DIRECTIVE ::
Rewrite every line of the entries below, changing each "one point per instance" to "one point for each instance" and leaving all other text as it is. Leave the pictures out of your version.
/---
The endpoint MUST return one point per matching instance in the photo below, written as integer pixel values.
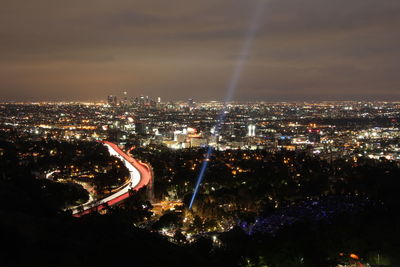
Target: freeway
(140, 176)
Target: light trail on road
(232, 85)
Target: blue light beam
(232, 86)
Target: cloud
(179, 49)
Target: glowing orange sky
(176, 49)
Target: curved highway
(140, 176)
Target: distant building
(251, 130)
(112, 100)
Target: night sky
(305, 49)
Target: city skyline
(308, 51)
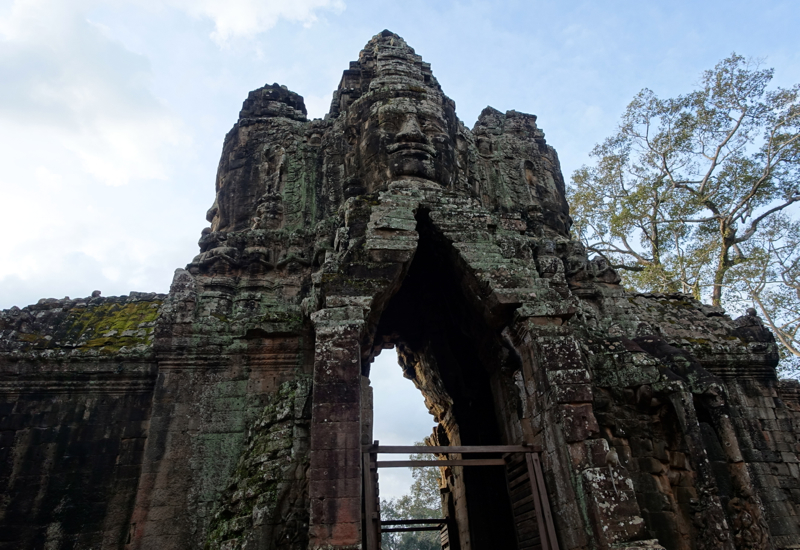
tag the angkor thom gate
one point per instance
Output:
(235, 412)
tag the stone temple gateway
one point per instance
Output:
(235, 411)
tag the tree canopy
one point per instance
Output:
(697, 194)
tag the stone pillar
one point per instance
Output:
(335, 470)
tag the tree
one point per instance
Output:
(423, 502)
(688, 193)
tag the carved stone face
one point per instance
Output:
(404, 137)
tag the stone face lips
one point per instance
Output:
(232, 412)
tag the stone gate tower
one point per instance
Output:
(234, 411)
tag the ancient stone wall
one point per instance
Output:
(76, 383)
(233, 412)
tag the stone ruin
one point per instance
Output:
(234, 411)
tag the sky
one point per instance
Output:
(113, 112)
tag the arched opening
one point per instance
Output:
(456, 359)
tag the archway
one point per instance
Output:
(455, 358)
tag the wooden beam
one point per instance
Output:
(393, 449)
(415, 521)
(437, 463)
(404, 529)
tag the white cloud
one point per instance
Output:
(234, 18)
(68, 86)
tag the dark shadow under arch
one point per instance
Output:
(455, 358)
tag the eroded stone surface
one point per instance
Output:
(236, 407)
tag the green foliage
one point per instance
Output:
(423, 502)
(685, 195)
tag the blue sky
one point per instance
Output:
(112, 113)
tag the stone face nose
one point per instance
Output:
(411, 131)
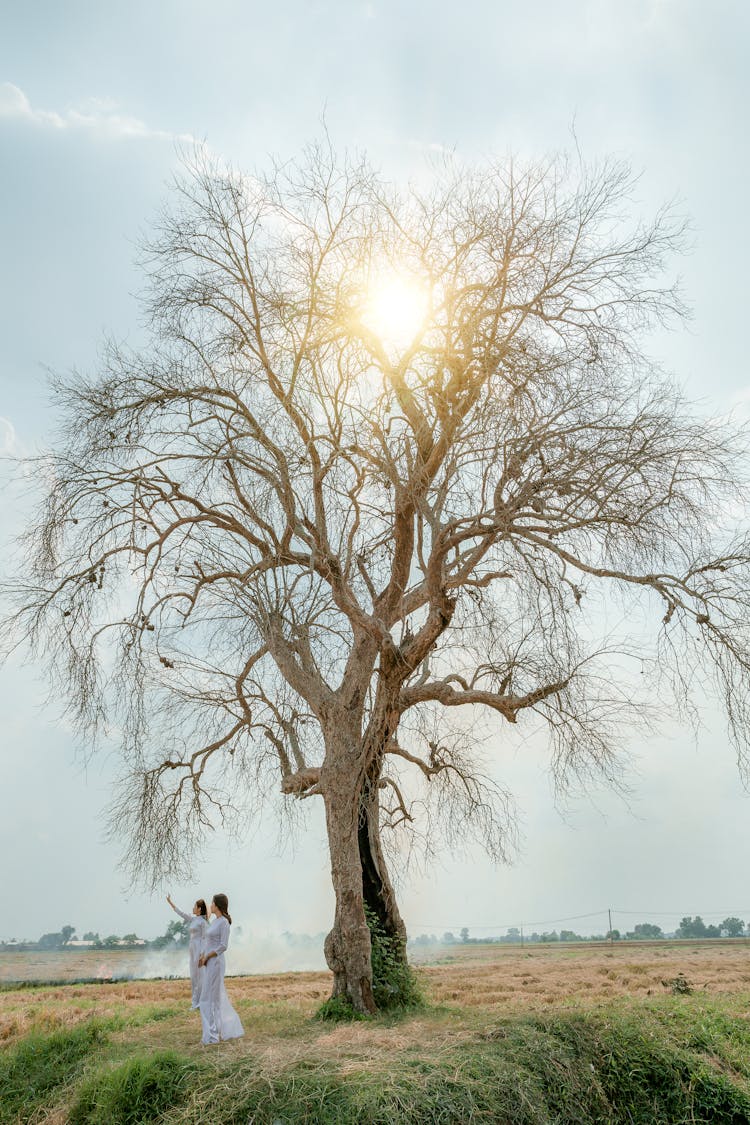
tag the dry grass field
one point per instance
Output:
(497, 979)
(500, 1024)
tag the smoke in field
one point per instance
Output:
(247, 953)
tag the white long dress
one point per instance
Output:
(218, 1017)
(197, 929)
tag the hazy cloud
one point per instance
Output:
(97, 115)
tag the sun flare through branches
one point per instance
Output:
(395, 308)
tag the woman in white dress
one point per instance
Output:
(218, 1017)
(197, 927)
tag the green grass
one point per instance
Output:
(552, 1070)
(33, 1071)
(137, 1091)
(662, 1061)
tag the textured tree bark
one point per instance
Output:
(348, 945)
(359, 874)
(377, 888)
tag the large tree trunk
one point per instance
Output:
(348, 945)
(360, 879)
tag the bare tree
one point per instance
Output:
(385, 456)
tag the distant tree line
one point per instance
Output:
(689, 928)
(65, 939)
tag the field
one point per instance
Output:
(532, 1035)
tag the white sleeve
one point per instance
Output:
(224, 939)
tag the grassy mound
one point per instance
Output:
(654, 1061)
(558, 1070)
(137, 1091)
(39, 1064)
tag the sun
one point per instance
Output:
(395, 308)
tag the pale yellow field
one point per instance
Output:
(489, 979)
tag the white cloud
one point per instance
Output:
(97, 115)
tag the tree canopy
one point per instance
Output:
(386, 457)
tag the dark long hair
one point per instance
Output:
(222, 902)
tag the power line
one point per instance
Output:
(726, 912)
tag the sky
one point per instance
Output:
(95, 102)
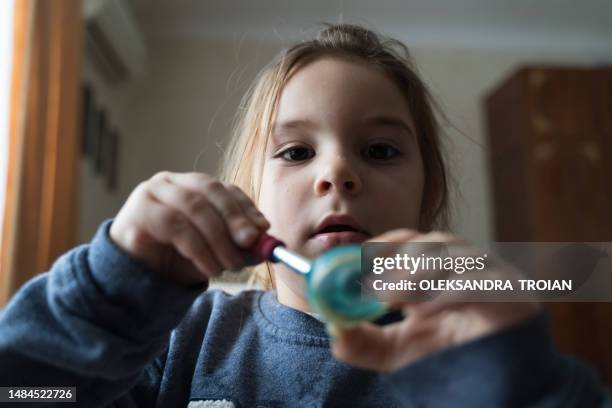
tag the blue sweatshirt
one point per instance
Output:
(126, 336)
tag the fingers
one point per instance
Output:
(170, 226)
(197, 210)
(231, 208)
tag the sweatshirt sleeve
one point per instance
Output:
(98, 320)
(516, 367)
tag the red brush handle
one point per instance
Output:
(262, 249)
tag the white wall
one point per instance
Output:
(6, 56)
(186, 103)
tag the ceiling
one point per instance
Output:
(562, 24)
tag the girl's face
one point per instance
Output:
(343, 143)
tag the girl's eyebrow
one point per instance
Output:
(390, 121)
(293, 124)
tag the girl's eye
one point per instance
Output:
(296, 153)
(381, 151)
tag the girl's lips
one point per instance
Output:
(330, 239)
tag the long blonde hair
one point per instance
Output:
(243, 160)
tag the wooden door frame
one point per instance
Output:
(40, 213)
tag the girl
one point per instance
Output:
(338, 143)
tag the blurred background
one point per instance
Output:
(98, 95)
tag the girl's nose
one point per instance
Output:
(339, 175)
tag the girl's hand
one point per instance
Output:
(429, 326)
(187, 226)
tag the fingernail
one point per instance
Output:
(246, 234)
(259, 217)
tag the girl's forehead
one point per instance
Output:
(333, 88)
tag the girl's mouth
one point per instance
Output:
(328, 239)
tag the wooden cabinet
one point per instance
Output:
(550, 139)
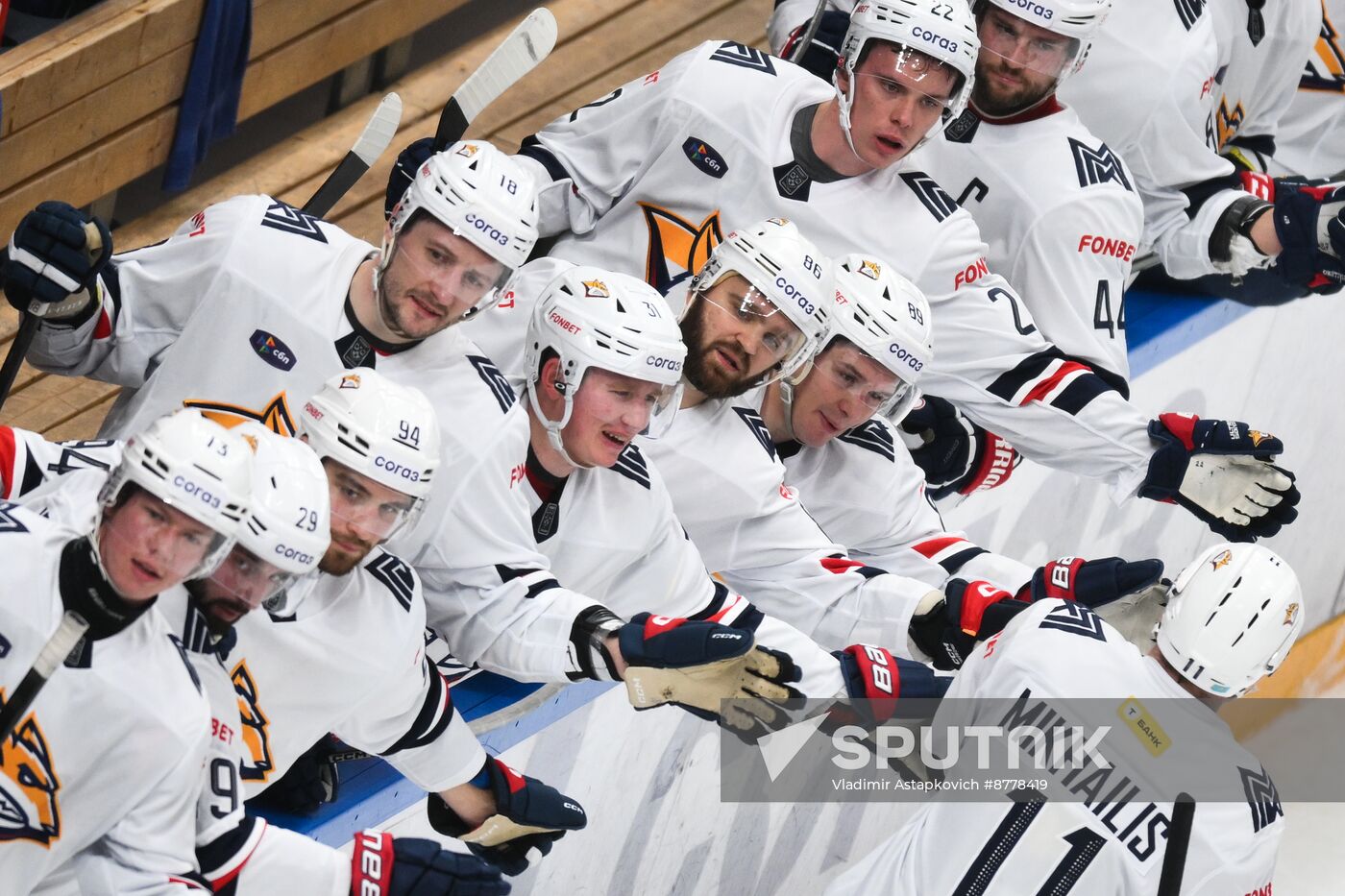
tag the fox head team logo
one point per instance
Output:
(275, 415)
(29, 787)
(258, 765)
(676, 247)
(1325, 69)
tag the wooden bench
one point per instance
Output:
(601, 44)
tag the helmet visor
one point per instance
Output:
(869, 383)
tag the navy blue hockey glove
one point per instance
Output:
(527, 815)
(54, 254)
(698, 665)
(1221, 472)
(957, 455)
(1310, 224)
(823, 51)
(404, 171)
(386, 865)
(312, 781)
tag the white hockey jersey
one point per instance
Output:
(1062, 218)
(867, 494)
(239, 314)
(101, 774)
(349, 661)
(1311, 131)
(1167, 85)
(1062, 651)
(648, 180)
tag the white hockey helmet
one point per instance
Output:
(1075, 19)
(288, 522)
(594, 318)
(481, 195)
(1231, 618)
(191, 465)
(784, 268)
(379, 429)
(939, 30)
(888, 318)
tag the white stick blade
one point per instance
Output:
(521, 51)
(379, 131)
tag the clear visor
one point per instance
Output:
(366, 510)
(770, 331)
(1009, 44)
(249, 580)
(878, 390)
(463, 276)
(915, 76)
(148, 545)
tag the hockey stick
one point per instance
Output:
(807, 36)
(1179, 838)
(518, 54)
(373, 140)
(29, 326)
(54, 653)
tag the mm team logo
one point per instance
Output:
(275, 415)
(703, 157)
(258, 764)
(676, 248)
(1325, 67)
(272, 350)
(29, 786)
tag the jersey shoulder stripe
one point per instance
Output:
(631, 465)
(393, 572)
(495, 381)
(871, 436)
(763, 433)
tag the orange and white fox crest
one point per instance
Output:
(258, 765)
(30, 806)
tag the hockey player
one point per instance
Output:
\---
RESPONSE TO THE TASK ::
The endpoint MUST return one point per matching instance in the photo below, written as integer pixel values.
Target: freeway
(140, 176)
Target: light trail on road
(232, 85)
Target: blue light beam
(232, 86)
Target: cloud
(179, 49)
Target: glowing orange sky
(176, 49)
Target: curved highway
(140, 176)
Target: distant building
(251, 130)
(112, 100)
Target: night sky
(305, 49)
Target: city skyline
(308, 51)
tag the angkor thom gate
one point for each instance
Output:
(235, 412)
tag the stone temple gateway
one point for each instance
Output:
(235, 411)
tag the tree canopy
one point for each instance
Output:
(697, 194)
tag the stone pillar
one point for each instance
Output:
(335, 470)
tag the tree
one point for each instance
Output:
(423, 502)
(688, 193)
tag the carved stone face
one point for each instance
Output:
(404, 137)
tag the stone face lips
one point for each instance
Output:
(232, 412)
tag the stone gate tower
one point for each instance
Output:
(234, 411)
tag the ancient stone wall
one point for each instance
Output:
(76, 383)
(233, 412)
tag the stone ruin
one point for each instance
Output:
(234, 411)
tag the sky
one point for each instance
Output:
(113, 112)
tag the arched opening
one point for each instance
Output:
(456, 359)
tag the archway
one point for each instance
Output:
(455, 358)
tag the wooden beam
one point for each instance
Output:
(393, 449)
(415, 521)
(437, 463)
(404, 529)
tag the white cloud
one point for each instance
Output:
(234, 18)
(68, 86)
tag the dark shadow under arch
one point for each instance
Output:
(455, 358)
tag the eroded stone surface
one point for each instance
Output:
(236, 407)
tag the green foliage
one point for each instance
Output:
(423, 502)
(685, 195)
tag the blue sky
one point for each instance
Output:
(112, 113)
tag the stone face nose
one point for each instance
Output:
(411, 131)
tag the dry grass field
one point for each instance
Output:
(497, 979)
(500, 1024)
tag the smoke in field
one point for each instance
Output:
(247, 953)
tag the white long dress
one point for each instance
Output:
(218, 1017)
(197, 929)
tag the hazy cloud
one point for each instance
Output:
(97, 115)
tag the sun flare through branches
one point for each instance
Output:
(395, 308)
tag the woman in white dress
one point for each instance
Output:
(218, 1017)
(197, 927)
tag the green grass
one point for each instance
Output:
(552, 1070)
(33, 1071)
(137, 1091)
(662, 1061)
tag the textured tree bark
one point for each instance
Output:
(348, 945)
(359, 874)
(377, 888)
tag the large tree trunk
one point for each instance
Output:
(348, 945)
(360, 879)
tag the bare tree
one point for each instance
Output:
(385, 456)
tag the distant tree line
one point for each instance
Output:
(689, 928)
(65, 939)
tag the field
one point for each instance
Output:
(532, 1035)
tag the white sleeve
one point for each instance
Output:
(224, 939)
tag the grassy mound
one point for each instance
Output:
(654, 1061)
(558, 1070)
(137, 1091)
(39, 1064)
tag the sun
one point for each instance
Output:
(395, 308)
tag the pale yellow field
one point for each instance
Output:
(489, 979)
tag the white cloud
one point for each instance
Output:
(97, 115)
tag the tree canopy
one point for each instance
Output:
(386, 457)
tag the dark long hair
one point for each instance
Output:
(222, 902)
tag the power line
one point for each instance
Output:
(726, 912)
tag the sky
one point for each instance
Output:
(95, 102)
tag the blue sweatshirt
one point for each instance
Output:
(126, 336)
tag the fingers
one point for each instance
Output:
(170, 226)
(197, 210)
(231, 208)
tag the sweatshirt sleeve
one point for each instance
Output:
(98, 320)
(516, 367)
tag the red brush handle
one point for each instance
Output:
(262, 249)
tag the white wall
one point for each instance
Output:
(6, 56)
(186, 103)
tag the ceiling
one point for each instance
Output:
(562, 24)
tag the girl's face
one point for each instance
Output:
(343, 143)
tag the girl's eyebrow
one point for each instance
Output:
(390, 121)
(293, 124)
tag the girl's eye
one point for each instance
Output:
(296, 153)
(381, 151)
tag the girl's lips
one point for each instance
Output:
(330, 239)
tag the long blonde hair
one point for each instance
Output:
(243, 160)
tag the wooden door frame
one point for each instance
Output:
(40, 213)
tag the girl
one point for each instance
Output:
(338, 143)
tag the blurred background
one point for each instance
Output:
(98, 95)
tag the girl's nose
one point for each instance
Output:
(339, 175)
tag the girl's hand
one point for each instance
Output:
(429, 326)
(187, 226)
tag the fingernail
one point for each instance
Output:
(246, 234)
(259, 217)
tag the girl's forehead
one point for each instance
Output:
(333, 88)
tag the girl's mouth
one point for each instance
Output:
(328, 239)
tag the wooden cabinet
one point for each instance
Output:
(550, 139)
tag the fox head team logo
one point for each instance
Output:
(275, 415)
(29, 787)
(258, 765)
(676, 247)
(1325, 69)
tag the wooden bench
one point for each instance
Output:
(601, 44)
tag the helmet visor
one point for each instance
Output:
(869, 383)
tag the navy blue hockey glove
one point for each instance
Output:
(527, 815)
(54, 254)
(698, 665)
(1221, 472)
(957, 455)
(1310, 224)
(823, 51)
(404, 171)
(386, 865)
(312, 781)
tag the white hockey jersey
one point for each instance
Output:
(1062, 218)
(867, 494)
(239, 314)
(101, 774)
(349, 661)
(1311, 131)
(1167, 85)
(1062, 651)
(648, 180)
tag the white hockey helmet
one point for each instance
Output:
(1075, 19)
(288, 522)
(594, 318)
(481, 195)
(1231, 618)
(191, 465)
(784, 268)
(379, 429)
(939, 30)
(888, 318)
tag the white stick blade
one point for each instance
Output:
(521, 51)
(379, 131)
tag the clear visor
one point for each instance
Output:
(366, 510)
(770, 331)
(1009, 44)
(249, 580)
(878, 390)
(463, 276)
(915, 76)
(148, 545)
tag the hockey stick
one point for each instance
Output:
(807, 36)
(1179, 838)
(518, 54)
(373, 140)
(29, 326)
(54, 653)
tag the mm team logo
one point for each instance
Output:
(275, 415)
(703, 157)
(258, 764)
(676, 248)
(1325, 67)
(272, 350)
(29, 786)
tag the jersey shoulder stripe
one point for each instance
Output:
(631, 465)
(393, 572)
(495, 381)
(871, 436)
(763, 433)
tag the orange and white fox crest
one point for each instance
Output:
(258, 765)
(30, 806)
tag the hockey player
one point for each instance
Output:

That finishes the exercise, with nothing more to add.